Dalle parole delle volontarie si evince come la vita nei due campi in cui opera Ipsia abbia numerosi tratti in comune (tra cui le attività dei Social Café), ma anche profonde differenze. Il campo di Lipa, finanziato con tre milioni di euro provenienti principalmente da fondi europei, sorge su un altopiano a sei ore di cammino da Bihać.
Qui è consentito entrare solo tramite un permesso governativo e una volta all’interno non si possono scattare foto né video: «Qui Ipsia si impegna per abbattere il più possibile la distanza che può sorgere tra persone migranti e popolazione locale, provando a creare ponti», afferma Claudia. La struttura di Borići si trova invece in città e le persone possono entrare e uscire abbastanza liberamente anche se «fino a poco tempo fa vigeva il coprifuoco imposto al tempo del Covid-19, con l’ultima uscita alle 15.30 e l’ultimo ingresso entro le 16».
Uno dei temi più delicati nella gestione del campo di Borići riguarda la presenza dei minori non accompagnati, collocati in sezioni separate rispetto ai nuclei familiari e alla presenza costante di un legal guardian. «La cosa strana – ammette Irene -, è che spesso arrivano minori che hanno meno di cinque anni e altri che invece hanno visibilmente anche più di trent’anni, ma in assenza di documenti il riconoscimento si basa sulla parola dei singoli». «Molti si dichiarano minori per rimanere a Borići, che è un ambiente più tranquillo, mentre tanti altri affermano di avere più di diciotto anni per poter seguire i propri amici o conoscenti nel campo di Lipa», aggiunge Claudia.

──────────────────────────────

Istruzioni ::
A – Nel brano sui campi di Lipa e Borići, con quale somma è stato finanziato il campo di Lipa?
B – Prosegui il brano sui campi di Lipa e Borići a partire dall'ultima frase riportata.

──────────────────────────────

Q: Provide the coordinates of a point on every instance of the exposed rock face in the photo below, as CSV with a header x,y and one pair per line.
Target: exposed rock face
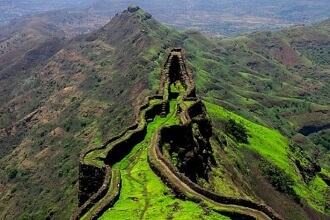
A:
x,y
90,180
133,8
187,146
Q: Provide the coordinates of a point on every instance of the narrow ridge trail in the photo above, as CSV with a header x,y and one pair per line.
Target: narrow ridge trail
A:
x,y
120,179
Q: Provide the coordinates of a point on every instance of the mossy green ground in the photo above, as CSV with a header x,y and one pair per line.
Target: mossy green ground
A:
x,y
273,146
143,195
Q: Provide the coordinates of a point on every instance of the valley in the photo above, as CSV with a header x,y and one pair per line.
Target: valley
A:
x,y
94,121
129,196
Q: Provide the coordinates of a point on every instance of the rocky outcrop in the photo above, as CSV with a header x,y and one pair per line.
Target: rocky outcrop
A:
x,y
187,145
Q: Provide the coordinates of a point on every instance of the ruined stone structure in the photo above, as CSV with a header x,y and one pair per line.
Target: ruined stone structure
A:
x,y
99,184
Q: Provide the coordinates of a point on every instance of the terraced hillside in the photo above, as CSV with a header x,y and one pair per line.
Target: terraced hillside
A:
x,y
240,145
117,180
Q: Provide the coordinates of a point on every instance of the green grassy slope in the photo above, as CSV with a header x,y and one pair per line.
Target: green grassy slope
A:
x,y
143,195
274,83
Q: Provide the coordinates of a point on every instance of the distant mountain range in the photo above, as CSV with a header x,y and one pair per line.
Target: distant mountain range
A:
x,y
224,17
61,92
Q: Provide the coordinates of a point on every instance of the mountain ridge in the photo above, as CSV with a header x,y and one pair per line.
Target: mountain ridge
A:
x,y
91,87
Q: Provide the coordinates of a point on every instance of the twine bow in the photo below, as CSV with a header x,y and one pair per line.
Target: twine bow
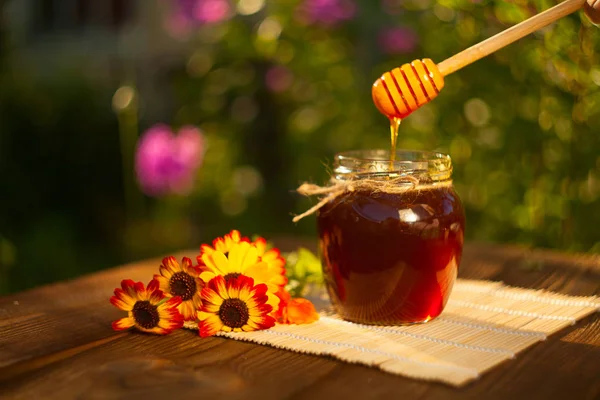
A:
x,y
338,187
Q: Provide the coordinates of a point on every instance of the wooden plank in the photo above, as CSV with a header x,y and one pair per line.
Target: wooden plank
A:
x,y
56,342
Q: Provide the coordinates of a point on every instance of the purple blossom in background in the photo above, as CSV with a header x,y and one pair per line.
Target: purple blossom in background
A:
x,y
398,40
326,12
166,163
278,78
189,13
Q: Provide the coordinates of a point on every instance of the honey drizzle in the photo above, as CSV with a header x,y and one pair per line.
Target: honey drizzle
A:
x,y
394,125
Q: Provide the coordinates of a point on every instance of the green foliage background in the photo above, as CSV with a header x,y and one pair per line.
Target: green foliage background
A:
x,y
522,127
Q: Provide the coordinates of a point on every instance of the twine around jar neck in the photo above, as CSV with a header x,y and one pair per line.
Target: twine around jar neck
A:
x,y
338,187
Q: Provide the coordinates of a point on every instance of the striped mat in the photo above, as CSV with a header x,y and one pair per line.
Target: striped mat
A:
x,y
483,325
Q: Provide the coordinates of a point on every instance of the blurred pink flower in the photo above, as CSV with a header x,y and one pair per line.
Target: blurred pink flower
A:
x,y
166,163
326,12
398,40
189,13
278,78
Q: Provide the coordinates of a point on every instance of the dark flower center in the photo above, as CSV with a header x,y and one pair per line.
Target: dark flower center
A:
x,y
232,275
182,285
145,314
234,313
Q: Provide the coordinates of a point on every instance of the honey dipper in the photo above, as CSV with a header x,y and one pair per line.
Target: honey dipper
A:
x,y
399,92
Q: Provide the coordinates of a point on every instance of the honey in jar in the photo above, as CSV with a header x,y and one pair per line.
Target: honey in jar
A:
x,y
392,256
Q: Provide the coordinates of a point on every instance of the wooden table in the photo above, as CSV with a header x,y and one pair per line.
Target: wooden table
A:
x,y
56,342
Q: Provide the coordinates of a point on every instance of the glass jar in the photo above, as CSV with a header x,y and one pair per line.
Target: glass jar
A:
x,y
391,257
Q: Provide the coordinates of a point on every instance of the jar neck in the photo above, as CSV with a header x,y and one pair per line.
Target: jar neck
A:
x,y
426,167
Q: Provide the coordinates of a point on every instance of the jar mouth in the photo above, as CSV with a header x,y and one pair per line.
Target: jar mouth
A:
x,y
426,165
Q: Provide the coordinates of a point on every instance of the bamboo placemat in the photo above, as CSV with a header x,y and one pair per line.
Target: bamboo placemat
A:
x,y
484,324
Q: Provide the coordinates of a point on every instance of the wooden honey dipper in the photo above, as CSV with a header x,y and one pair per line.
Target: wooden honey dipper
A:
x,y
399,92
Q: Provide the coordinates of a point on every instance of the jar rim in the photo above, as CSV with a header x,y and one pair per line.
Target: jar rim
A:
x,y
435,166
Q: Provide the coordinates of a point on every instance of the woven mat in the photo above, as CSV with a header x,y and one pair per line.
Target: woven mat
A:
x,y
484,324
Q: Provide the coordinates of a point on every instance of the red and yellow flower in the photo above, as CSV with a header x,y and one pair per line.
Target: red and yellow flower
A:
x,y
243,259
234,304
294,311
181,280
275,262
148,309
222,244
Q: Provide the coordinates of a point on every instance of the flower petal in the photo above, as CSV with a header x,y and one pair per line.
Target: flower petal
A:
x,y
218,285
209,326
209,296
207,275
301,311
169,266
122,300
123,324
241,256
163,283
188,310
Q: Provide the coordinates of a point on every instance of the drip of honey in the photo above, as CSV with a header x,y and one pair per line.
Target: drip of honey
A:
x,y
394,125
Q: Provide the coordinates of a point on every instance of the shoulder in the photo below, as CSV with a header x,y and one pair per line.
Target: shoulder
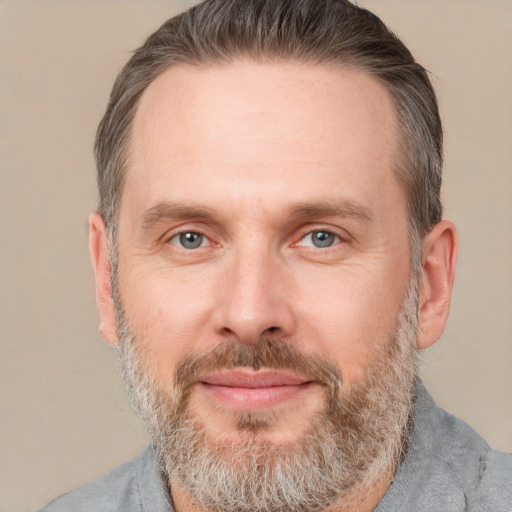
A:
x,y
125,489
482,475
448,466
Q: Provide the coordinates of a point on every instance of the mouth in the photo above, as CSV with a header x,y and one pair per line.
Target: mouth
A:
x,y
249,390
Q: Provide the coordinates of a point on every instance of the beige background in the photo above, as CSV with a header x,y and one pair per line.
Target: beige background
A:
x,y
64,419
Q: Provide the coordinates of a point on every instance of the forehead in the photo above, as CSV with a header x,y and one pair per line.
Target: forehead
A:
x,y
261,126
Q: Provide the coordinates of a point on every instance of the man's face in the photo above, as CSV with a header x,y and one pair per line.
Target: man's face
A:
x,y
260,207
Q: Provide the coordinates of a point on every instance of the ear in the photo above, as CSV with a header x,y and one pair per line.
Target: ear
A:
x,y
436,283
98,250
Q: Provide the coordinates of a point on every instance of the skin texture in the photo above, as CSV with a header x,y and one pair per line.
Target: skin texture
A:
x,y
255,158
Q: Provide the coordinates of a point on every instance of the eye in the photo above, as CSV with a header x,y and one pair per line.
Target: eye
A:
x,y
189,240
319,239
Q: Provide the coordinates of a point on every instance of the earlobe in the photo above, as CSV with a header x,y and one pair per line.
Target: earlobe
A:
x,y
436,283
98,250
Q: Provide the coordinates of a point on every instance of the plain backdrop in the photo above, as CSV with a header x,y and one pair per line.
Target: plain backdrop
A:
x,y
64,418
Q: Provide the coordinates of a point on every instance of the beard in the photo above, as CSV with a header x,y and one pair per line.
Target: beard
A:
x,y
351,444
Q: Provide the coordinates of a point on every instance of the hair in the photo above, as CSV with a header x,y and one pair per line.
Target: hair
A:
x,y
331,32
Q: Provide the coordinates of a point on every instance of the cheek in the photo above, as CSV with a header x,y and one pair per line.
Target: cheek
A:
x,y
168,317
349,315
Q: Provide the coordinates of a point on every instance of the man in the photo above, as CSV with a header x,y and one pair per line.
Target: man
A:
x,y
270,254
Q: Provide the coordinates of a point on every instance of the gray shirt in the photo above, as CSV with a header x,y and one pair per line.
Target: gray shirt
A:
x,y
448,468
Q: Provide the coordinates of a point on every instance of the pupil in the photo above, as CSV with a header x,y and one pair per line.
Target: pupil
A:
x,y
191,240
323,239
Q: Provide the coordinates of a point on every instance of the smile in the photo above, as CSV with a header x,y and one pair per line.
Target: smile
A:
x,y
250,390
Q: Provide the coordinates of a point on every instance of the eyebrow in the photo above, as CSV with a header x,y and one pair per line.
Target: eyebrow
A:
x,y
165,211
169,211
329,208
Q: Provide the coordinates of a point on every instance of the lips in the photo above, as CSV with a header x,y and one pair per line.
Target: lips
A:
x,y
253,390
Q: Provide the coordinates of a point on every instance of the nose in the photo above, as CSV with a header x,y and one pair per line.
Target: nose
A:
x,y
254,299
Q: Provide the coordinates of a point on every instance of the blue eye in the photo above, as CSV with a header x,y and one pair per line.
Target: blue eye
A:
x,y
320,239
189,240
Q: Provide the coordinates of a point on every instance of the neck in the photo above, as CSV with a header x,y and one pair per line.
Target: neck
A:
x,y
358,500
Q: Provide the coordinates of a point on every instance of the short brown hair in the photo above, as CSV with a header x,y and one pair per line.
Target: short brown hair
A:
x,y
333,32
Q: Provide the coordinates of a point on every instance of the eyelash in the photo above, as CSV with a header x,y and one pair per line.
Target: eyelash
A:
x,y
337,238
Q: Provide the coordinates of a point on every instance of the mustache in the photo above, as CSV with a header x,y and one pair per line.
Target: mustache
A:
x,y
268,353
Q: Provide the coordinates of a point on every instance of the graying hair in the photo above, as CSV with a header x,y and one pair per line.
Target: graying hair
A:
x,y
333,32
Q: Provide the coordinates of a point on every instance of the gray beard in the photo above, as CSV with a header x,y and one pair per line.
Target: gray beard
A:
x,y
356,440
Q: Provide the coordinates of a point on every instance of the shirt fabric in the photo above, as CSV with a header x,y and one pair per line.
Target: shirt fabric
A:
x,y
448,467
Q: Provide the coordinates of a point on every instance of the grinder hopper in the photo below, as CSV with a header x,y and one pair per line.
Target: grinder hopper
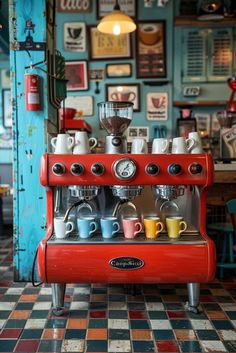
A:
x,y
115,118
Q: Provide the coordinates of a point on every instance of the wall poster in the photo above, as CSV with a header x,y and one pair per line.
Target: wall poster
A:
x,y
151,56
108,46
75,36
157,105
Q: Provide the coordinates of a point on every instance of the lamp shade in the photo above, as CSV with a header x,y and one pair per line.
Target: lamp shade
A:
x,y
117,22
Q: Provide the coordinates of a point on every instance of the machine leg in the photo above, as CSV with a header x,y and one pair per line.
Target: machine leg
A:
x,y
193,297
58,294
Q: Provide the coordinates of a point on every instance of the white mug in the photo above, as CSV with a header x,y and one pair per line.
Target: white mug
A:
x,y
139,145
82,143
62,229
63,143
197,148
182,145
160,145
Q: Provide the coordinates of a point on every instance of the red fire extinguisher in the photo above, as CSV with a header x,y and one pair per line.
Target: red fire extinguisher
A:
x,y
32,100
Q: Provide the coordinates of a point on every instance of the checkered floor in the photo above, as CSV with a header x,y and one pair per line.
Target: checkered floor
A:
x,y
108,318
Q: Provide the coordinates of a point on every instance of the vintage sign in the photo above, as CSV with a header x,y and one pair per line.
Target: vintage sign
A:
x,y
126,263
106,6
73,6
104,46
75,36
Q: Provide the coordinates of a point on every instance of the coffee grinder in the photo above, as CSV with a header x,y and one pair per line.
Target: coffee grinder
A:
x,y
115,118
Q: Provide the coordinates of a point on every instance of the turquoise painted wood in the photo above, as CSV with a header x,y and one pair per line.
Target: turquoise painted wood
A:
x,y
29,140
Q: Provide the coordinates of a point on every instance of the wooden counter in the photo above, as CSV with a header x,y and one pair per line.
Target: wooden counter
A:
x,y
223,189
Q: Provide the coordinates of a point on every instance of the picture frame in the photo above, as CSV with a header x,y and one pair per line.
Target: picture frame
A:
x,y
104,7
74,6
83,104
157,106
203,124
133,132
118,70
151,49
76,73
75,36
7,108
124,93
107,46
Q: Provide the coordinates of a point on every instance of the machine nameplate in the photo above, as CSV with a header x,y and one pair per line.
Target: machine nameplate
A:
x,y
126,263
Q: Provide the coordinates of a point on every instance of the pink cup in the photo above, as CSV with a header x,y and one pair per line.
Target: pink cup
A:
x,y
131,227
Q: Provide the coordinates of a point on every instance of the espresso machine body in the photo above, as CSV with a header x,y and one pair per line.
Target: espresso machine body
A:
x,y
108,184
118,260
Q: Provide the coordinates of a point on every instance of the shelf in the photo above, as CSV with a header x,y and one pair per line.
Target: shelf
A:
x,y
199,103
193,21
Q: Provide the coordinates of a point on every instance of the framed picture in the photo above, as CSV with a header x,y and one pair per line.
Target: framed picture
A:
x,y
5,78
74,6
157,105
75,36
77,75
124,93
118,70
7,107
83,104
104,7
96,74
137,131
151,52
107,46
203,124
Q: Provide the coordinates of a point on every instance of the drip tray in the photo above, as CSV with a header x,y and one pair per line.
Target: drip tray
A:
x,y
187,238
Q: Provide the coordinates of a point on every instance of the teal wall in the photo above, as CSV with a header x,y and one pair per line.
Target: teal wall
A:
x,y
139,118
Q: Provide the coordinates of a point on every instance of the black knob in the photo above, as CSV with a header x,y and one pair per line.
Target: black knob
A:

──────────────────────────────

Risultati dei compiti ::
A – Con tre milioni di euro, provenienti principalmente da fondi europei.

B –
Differenze, divergenze e angoli ancora da smussare nella gestione migratoria in Bosnia. Al netto dell’impegno dei tanti volontari impegnati in prima persona anche nel coinvolgimento attivo e nella sensibilizzazione della comunità locale, un ultimo fattore da considerare in prospettiva futura riguarda il processo di adesione del Paese all’Unione europea. Come sostiene Federica, l’approvazione della candidatura bosniaca all’Ue è ancora troppo recente ma di norma «la popolazione locale lo considera un obiettivo lontanissimo poiché non ha grande fiducia nelle loro stesse istituzioni».
L’Ue, dal canto suo, spinge affinché l’efficienza della macchina amministrativa aumenti in tutto il Paese: si tratta di un traguardo complesso anche sul tema migratorio perché, come spiega Claudia, «da tre anni non si è ancora concluso il passaggio di consegne per la gestione delle migrazioni tra Iom, ministeri e governi cantonali, e considerando l’assetto istituzionale del Paese, trovare un accordo appare sempre più difficile». Così com’è difficile che, almeno per ora, in Bosnia si guardi all’Europa come panacea se non di tutti i mali, quanto meno dei propri: «Non ho mai incontrato una persona che pensa che la Bosnia possa entrare davvero nell’Unione europea – conclude Claudia -. Qui nasci con la consapevolezza che a Srebrenica è successo tutto sotto gli occhi di tutti e nessuno ha fatto niente. È un trauma troppo recente per essere cancellato o rielaborato».